EXERCISE »
Please gather every line of the listing below that contains the word "bare".

Items from a labeling collection »
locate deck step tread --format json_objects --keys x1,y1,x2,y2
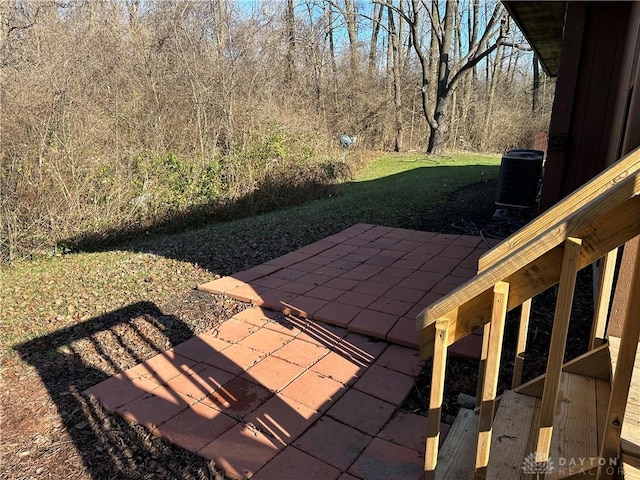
[
  {"x1": 435, "y1": 408, "x2": 478, "y2": 480},
  {"x1": 484, "y1": 373, "x2": 609, "y2": 480},
  {"x1": 487, "y1": 390, "x2": 540, "y2": 479}
]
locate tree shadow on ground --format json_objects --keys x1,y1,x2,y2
[
  {"x1": 14, "y1": 302, "x2": 421, "y2": 479},
  {"x1": 14, "y1": 302, "x2": 221, "y2": 479}
]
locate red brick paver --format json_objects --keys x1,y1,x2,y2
[{"x1": 87, "y1": 224, "x2": 487, "y2": 480}]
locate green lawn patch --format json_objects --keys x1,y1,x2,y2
[{"x1": 0, "y1": 155, "x2": 500, "y2": 352}]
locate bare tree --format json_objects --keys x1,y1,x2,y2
[{"x1": 387, "y1": 7, "x2": 403, "y2": 152}]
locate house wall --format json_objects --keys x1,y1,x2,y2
[
  {"x1": 540, "y1": 2, "x2": 637, "y2": 211},
  {"x1": 607, "y1": 2, "x2": 640, "y2": 337},
  {"x1": 540, "y1": 2, "x2": 640, "y2": 342}
]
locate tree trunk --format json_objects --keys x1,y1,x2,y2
[
  {"x1": 427, "y1": 2, "x2": 455, "y2": 155},
  {"x1": 285, "y1": 0, "x2": 296, "y2": 86},
  {"x1": 368, "y1": 3, "x2": 383, "y2": 77},
  {"x1": 344, "y1": 0, "x2": 358, "y2": 75},
  {"x1": 387, "y1": 8, "x2": 403, "y2": 152},
  {"x1": 531, "y1": 53, "x2": 540, "y2": 113}
]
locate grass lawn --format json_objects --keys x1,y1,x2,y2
[{"x1": 0, "y1": 155, "x2": 500, "y2": 356}]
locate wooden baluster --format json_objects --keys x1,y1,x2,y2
[
  {"x1": 589, "y1": 248, "x2": 618, "y2": 350},
  {"x1": 536, "y1": 237, "x2": 582, "y2": 462},
  {"x1": 476, "y1": 322, "x2": 491, "y2": 407},
  {"x1": 596, "y1": 249, "x2": 640, "y2": 480},
  {"x1": 424, "y1": 318, "x2": 449, "y2": 480},
  {"x1": 511, "y1": 299, "x2": 531, "y2": 388},
  {"x1": 474, "y1": 282, "x2": 509, "y2": 480}
]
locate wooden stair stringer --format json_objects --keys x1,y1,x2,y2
[
  {"x1": 609, "y1": 337, "x2": 640, "y2": 464},
  {"x1": 484, "y1": 372, "x2": 610, "y2": 480},
  {"x1": 487, "y1": 390, "x2": 540, "y2": 480},
  {"x1": 514, "y1": 343, "x2": 611, "y2": 397},
  {"x1": 435, "y1": 408, "x2": 478, "y2": 480}
]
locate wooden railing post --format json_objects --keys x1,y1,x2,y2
[
  {"x1": 424, "y1": 318, "x2": 449, "y2": 480},
  {"x1": 474, "y1": 282, "x2": 509, "y2": 479},
  {"x1": 476, "y1": 322, "x2": 491, "y2": 407},
  {"x1": 596, "y1": 249, "x2": 640, "y2": 480},
  {"x1": 536, "y1": 237, "x2": 582, "y2": 462},
  {"x1": 511, "y1": 299, "x2": 531, "y2": 388},
  {"x1": 589, "y1": 248, "x2": 618, "y2": 350}
]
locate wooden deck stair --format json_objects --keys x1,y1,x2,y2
[
  {"x1": 487, "y1": 373, "x2": 610, "y2": 480},
  {"x1": 416, "y1": 148, "x2": 640, "y2": 480},
  {"x1": 435, "y1": 373, "x2": 612, "y2": 480}
]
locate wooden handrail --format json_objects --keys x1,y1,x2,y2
[
  {"x1": 416, "y1": 167, "x2": 640, "y2": 358},
  {"x1": 416, "y1": 148, "x2": 640, "y2": 479},
  {"x1": 478, "y1": 148, "x2": 640, "y2": 271},
  {"x1": 536, "y1": 238, "x2": 582, "y2": 462}
]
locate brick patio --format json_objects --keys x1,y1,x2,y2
[{"x1": 86, "y1": 224, "x2": 486, "y2": 480}]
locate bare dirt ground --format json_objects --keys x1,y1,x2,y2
[{"x1": 0, "y1": 178, "x2": 591, "y2": 480}]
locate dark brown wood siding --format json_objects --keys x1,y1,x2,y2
[{"x1": 540, "y1": 2, "x2": 635, "y2": 211}]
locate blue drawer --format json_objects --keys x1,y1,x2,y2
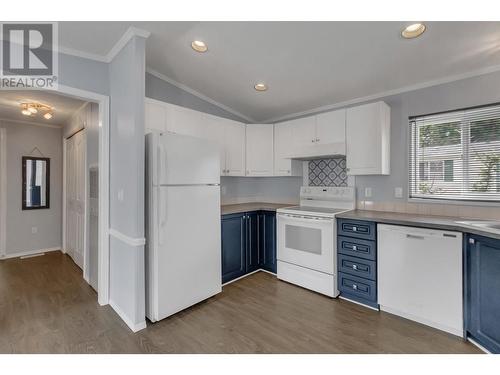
[
  {"x1": 338, "y1": 254, "x2": 377, "y2": 281},
  {"x1": 337, "y1": 236, "x2": 377, "y2": 260},
  {"x1": 339, "y1": 272, "x2": 377, "y2": 302},
  {"x1": 337, "y1": 219, "x2": 376, "y2": 241}
]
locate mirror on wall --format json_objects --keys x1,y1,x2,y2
[{"x1": 22, "y1": 156, "x2": 50, "y2": 210}]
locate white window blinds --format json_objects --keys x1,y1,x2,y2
[{"x1": 409, "y1": 105, "x2": 500, "y2": 202}]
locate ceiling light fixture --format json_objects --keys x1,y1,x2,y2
[
  {"x1": 401, "y1": 23, "x2": 426, "y2": 39},
  {"x1": 254, "y1": 83, "x2": 267, "y2": 91},
  {"x1": 191, "y1": 40, "x2": 208, "y2": 53},
  {"x1": 21, "y1": 103, "x2": 54, "y2": 120}
]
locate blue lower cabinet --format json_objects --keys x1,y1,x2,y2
[
  {"x1": 337, "y1": 219, "x2": 378, "y2": 309},
  {"x1": 258, "y1": 211, "x2": 276, "y2": 273},
  {"x1": 246, "y1": 212, "x2": 260, "y2": 273},
  {"x1": 339, "y1": 272, "x2": 378, "y2": 307},
  {"x1": 221, "y1": 214, "x2": 246, "y2": 283},
  {"x1": 221, "y1": 211, "x2": 276, "y2": 283},
  {"x1": 465, "y1": 235, "x2": 500, "y2": 353}
]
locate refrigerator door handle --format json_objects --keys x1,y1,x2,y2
[{"x1": 158, "y1": 189, "x2": 167, "y2": 245}]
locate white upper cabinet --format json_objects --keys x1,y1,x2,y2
[
  {"x1": 346, "y1": 102, "x2": 391, "y2": 175},
  {"x1": 286, "y1": 116, "x2": 316, "y2": 154},
  {"x1": 246, "y1": 124, "x2": 274, "y2": 176},
  {"x1": 144, "y1": 100, "x2": 167, "y2": 133},
  {"x1": 274, "y1": 122, "x2": 302, "y2": 176},
  {"x1": 314, "y1": 109, "x2": 346, "y2": 145},
  {"x1": 225, "y1": 119, "x2": 246, "y2": 176},
  {"x1": 286, "y1": 109, "x2": 345, "y2": 159}
]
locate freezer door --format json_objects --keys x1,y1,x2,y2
[
  {"x1": 156, "y1": 186, "x2": 222, "y2": 320},
  {"x1": 158, "y1": 133, "x2": 220, "y2": 185}
]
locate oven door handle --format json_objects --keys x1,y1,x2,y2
[{"x1": 278, "y1": 213, "x2": 334, "y2": 221}]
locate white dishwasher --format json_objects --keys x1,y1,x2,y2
[{"x1": 377, "y1": 224, "x2": 463, "y2": 336}]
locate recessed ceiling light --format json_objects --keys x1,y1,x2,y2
[
  {"x1": 254, "y1": 83, "x2": 267, "y2": 91},
  {"x1": 191, "y1": 40, "x2": 208, "y2": 52},
  {"x1": 401, "y1": 23, "x2": 425, "y2": 39}
]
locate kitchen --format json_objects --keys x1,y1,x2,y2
[{"x1": 0, "y1": 11, "x2": 500, "y2": 371}]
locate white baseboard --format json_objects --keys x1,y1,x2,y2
[
  {"x1": 109, "y1": 299, "x2": 146, "y2": 333},
  {"x1": 0, "y1": 246, "x2": 61, "y2": 259}
]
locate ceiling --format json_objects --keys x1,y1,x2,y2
[
  {"x1": 59, "y1": 22, "x2": 500, "y2": 122},
  {"x1": 0, "y1": 90, "x2": 85, "y2": 127}
]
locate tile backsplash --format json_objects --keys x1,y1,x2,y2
[{"x1": 308, "y1": 158, "x2": 347, "y2": 186}]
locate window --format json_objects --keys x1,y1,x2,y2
[{"x1": 409, "y1": 105, "x2": 500, "y2": 202}]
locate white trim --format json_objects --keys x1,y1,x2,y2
[
  {"x1": 0, "y1": 117, "x2": 64, "y2": 129},
  {"x1": 467, "y1": 337, "x2": 493, "y2": 354},
  {"x1": 0, "y1": 128, "x2": 7, "y2": 258},
  {"x1": 106, "y1": 26, "x2": 151, "y2": 63},
  {"x1": 109, "y1": 228, "x2": 146, "y2": 247},
  {"x1": 57, "y1": 85, "x2": 110, "y2": 305},
  {"x1": 1, "y1": 246, "x2": 61, "y2": 259},
  {"x1": 338, "y1": 295, "x2": 380, "y2": 311},
  {"x1": 109, "y1": 300, "x2": 146, "y2": 333},
  {"x1": 59, "y1": 46, "x2": 109, "y2": 63},
  {"x1": 262, "y1": 65, "x2": 500, "y2": 123},
  {"x1": 146, "y1": 68, "x2": 256, "y2": 123}
]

RESPONSE »
locate bare tree --format json_objects --keys x1,y1,x2,y2
locate bare dirt ground --format json_objects --keys x1,y1,x2,y2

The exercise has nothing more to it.